Please copy out everything in the records below, from the line containing "Where can you see the handbag" down to the line containing "column 128, row 461", with both of those lines included.

--- BEGIN Materials provided ---

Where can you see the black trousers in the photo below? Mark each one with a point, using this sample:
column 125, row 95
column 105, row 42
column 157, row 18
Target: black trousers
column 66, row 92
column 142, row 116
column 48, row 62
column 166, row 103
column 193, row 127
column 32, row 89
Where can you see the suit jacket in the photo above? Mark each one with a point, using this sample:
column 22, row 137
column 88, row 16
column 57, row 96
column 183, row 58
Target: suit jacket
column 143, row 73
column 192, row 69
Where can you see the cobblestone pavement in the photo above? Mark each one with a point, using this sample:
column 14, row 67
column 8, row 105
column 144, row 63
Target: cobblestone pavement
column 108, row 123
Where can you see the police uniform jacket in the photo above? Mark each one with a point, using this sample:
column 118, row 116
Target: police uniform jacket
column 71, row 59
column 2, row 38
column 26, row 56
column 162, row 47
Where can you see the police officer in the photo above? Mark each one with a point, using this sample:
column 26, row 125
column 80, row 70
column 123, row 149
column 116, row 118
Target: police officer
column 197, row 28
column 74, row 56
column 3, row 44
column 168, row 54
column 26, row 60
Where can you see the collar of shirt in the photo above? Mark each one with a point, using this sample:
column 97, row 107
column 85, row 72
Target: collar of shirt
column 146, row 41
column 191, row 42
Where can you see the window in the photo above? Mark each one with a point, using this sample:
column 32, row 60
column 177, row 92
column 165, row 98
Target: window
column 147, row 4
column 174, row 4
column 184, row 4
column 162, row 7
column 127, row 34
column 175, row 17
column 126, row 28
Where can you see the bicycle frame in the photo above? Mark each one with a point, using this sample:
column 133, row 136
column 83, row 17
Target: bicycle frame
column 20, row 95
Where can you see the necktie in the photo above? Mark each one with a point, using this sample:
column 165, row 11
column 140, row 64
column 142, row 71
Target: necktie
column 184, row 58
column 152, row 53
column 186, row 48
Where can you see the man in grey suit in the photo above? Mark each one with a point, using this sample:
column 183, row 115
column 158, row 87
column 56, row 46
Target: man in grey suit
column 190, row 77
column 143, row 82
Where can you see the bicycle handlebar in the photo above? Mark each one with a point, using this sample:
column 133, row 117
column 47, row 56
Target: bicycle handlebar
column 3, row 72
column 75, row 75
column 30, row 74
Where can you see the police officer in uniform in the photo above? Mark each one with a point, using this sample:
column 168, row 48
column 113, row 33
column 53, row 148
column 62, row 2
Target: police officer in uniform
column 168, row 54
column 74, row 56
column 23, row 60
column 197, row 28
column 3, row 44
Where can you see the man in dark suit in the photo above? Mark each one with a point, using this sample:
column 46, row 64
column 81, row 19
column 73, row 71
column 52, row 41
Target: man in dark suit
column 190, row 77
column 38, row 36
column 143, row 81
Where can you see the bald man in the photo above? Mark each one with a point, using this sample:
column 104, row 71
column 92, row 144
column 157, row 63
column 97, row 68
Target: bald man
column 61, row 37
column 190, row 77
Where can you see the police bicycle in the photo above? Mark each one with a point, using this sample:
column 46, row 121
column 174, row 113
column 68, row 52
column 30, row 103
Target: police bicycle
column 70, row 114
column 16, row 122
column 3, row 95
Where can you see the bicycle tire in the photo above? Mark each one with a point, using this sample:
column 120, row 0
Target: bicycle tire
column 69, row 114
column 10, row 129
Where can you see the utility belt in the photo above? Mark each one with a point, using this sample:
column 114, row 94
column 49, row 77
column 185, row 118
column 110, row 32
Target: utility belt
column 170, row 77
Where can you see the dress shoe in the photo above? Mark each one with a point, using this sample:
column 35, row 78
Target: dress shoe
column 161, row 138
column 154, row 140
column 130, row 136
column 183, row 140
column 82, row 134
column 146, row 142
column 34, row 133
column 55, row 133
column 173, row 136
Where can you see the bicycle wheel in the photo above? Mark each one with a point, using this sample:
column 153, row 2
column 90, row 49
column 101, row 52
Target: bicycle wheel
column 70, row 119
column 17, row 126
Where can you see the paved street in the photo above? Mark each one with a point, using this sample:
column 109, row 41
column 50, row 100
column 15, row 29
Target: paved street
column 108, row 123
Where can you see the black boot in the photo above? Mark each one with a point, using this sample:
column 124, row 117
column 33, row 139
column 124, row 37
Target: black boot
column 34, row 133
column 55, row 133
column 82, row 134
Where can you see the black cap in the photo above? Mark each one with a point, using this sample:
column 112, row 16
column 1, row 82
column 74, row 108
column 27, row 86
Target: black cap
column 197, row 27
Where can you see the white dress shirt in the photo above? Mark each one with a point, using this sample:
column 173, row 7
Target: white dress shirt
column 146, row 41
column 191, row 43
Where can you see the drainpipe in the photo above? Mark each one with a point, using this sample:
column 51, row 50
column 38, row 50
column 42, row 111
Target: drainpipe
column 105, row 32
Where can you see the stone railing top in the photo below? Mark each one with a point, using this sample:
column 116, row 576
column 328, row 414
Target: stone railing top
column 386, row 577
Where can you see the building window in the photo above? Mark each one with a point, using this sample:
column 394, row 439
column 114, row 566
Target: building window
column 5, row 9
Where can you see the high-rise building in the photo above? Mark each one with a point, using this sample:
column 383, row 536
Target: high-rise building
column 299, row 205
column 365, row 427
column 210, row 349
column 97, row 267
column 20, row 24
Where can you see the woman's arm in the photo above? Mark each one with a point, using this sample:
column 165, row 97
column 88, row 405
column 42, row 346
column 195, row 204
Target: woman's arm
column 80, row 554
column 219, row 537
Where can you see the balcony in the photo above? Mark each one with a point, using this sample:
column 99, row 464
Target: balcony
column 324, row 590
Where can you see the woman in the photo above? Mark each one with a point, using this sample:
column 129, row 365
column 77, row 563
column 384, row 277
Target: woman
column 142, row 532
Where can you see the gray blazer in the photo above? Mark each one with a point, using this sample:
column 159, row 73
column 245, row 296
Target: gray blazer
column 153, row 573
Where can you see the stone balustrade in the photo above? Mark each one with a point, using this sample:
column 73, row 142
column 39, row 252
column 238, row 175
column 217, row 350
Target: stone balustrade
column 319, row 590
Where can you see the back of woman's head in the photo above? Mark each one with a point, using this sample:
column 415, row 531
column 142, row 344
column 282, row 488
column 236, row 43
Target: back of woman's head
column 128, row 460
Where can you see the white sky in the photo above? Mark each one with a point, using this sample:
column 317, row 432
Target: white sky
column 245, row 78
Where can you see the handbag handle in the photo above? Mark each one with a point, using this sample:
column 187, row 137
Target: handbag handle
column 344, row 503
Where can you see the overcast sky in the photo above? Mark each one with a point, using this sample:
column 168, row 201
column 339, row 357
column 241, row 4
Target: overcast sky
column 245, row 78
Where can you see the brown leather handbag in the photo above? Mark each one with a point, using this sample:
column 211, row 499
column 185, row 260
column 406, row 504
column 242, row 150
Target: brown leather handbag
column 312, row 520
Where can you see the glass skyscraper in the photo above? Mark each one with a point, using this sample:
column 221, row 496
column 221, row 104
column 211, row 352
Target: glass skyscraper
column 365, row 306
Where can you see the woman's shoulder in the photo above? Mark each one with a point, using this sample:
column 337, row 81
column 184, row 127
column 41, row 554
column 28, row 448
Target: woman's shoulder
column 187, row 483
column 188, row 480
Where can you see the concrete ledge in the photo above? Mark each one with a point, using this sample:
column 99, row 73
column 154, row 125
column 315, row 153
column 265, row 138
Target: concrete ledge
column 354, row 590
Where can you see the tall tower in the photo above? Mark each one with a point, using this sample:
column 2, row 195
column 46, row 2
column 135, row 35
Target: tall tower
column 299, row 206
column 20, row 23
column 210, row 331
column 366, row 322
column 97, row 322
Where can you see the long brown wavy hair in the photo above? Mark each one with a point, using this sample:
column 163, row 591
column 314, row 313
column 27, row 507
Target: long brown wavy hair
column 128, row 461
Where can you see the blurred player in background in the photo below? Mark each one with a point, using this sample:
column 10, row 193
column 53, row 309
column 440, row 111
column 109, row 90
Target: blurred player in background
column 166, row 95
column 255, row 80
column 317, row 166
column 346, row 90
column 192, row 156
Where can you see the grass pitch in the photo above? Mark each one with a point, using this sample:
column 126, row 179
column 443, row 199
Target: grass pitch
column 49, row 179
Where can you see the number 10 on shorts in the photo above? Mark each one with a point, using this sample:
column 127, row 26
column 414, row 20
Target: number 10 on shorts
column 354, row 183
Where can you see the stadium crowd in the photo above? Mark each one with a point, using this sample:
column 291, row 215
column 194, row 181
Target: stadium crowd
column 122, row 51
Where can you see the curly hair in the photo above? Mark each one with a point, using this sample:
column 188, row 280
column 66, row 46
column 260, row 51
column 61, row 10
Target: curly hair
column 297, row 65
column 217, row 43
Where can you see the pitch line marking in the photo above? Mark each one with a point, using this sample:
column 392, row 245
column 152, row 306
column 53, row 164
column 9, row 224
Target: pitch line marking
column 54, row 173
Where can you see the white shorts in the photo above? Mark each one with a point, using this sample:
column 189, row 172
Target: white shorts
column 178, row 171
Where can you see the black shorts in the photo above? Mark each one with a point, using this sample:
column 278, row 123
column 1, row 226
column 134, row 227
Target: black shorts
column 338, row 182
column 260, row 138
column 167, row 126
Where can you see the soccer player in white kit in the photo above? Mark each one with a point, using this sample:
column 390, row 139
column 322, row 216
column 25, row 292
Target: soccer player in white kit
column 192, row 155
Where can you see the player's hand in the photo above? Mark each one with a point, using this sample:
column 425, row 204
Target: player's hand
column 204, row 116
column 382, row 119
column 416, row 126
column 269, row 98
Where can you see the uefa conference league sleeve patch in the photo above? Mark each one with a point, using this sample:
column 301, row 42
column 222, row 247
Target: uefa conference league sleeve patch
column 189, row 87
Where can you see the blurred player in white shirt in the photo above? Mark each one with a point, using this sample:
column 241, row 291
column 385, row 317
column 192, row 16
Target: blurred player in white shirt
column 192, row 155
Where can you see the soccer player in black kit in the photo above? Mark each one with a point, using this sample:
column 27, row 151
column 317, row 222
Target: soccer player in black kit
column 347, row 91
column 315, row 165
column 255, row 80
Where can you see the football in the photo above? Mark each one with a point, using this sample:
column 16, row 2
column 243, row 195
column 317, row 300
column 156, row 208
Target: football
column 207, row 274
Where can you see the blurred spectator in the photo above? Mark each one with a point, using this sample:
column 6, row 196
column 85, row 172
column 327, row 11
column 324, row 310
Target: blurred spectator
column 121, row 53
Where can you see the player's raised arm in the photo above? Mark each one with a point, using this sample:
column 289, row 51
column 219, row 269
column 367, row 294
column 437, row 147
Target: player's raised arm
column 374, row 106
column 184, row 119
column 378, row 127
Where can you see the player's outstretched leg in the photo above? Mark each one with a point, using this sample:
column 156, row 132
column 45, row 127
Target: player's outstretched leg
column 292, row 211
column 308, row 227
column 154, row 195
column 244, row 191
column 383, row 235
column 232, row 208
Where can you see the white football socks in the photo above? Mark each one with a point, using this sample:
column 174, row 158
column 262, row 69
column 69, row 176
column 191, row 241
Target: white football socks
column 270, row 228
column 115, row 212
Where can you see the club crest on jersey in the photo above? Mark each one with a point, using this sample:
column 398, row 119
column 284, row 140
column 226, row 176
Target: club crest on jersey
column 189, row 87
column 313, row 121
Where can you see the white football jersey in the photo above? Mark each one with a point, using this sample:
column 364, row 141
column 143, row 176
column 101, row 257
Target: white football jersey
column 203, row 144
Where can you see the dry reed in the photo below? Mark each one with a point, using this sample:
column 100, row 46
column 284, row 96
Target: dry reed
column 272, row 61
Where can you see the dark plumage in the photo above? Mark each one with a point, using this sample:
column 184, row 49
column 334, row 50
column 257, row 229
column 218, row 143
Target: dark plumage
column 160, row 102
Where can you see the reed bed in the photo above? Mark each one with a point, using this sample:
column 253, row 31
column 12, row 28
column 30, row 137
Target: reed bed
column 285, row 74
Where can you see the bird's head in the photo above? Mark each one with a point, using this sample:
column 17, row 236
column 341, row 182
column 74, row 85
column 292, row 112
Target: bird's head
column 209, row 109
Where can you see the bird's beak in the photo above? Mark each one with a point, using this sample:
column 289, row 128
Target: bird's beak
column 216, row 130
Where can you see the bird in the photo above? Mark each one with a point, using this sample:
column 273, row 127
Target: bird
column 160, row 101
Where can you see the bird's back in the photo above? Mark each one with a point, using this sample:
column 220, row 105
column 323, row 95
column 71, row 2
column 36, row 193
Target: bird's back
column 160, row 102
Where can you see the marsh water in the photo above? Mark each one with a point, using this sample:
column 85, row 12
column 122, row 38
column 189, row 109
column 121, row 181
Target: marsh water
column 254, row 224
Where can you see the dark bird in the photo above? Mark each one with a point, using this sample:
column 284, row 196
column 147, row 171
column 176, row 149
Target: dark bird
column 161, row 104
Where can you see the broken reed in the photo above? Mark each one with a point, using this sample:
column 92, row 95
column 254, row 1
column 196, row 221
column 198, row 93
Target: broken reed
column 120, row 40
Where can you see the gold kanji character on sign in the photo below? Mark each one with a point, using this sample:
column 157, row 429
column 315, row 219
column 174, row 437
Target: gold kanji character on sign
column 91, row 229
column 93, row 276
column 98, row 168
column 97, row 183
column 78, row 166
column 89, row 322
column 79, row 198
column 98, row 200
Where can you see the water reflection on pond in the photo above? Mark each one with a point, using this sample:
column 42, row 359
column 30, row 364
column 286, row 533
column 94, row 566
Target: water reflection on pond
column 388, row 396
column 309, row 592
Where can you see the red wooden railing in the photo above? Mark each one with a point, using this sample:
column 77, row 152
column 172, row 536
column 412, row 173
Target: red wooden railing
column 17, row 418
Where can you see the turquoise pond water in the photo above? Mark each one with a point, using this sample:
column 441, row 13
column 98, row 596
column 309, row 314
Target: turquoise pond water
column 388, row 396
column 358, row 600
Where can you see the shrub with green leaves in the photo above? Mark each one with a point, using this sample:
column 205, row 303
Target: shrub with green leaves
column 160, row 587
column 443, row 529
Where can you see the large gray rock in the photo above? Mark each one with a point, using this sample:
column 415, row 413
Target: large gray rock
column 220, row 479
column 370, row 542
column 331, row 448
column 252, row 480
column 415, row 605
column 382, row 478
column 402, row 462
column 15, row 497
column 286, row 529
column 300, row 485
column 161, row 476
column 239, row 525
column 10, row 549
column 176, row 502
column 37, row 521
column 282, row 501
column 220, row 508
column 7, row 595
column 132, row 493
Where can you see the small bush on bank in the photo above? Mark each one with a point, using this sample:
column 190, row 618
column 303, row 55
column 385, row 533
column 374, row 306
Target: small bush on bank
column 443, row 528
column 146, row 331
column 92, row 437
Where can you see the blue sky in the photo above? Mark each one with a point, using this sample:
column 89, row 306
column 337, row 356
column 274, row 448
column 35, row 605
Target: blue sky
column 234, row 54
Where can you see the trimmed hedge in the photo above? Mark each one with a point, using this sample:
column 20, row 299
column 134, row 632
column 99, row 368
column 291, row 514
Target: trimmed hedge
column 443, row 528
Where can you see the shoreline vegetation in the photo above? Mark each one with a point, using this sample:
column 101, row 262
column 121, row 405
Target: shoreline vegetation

--- END Materials provided ---

• [Written reply]:
Where can you see the handbag handle in the photo above? Mark each one with a point, using this sample:
column 187, row 137
Target: handbag handle
column 344, row 503
Where can you see the overcast sky in the photo above? Mark each one with a point, using this sample:
column 168, row 201
column 339, row 357
column 241, row 4
Target: overcast sky
column 245, row 78
Where can you see the brown leather handbag in the photo above? Mark each one with a point, using this sample:
column 211, row 499
column 185, row 260
column 406, row 504
column 242, row 150
Target: brown leather handbag
column 312, row 520
Where can you see the glass skyscraper in the photo above? Mark each one with a point, using this sample:
column 221, row 496
column 221, row 104
column 211, row 352
Target: glass skyscraper
column 365, row 306
Where can you see the woman's shoulder in the photo above? Mark each one with a point, using this sample:
column 337, row 81
column 184, row 127
column 41, row 554
column 28, row 448
Target: woman's shoulder
column 187, row 483
column 188, row 480
Where can you see the concrete ledge in the photo above? Mark each one with a point, using this sample:
column 99, row 73
column 154, row 125
column 315, row 153
column 265, row 138
Target: concrete ledge
column 354, row 590
Where can you see the tall tower in the photo above? Mark each one with a point, using this sample:
column 2, row 195
column 46, row 2
column 135, row 35
Target: tall tower
column 299, row 206
column 20, row 23
column 210, row 331
column 366, row 322
column 97, row 322
Where can you see the long brown wavy hair in the photo above? Mark each one with a point, using this sample:
column 163, row 591
column 314, row 313
column 27, row 507
Target: long brown wavy hair
column 128, row 461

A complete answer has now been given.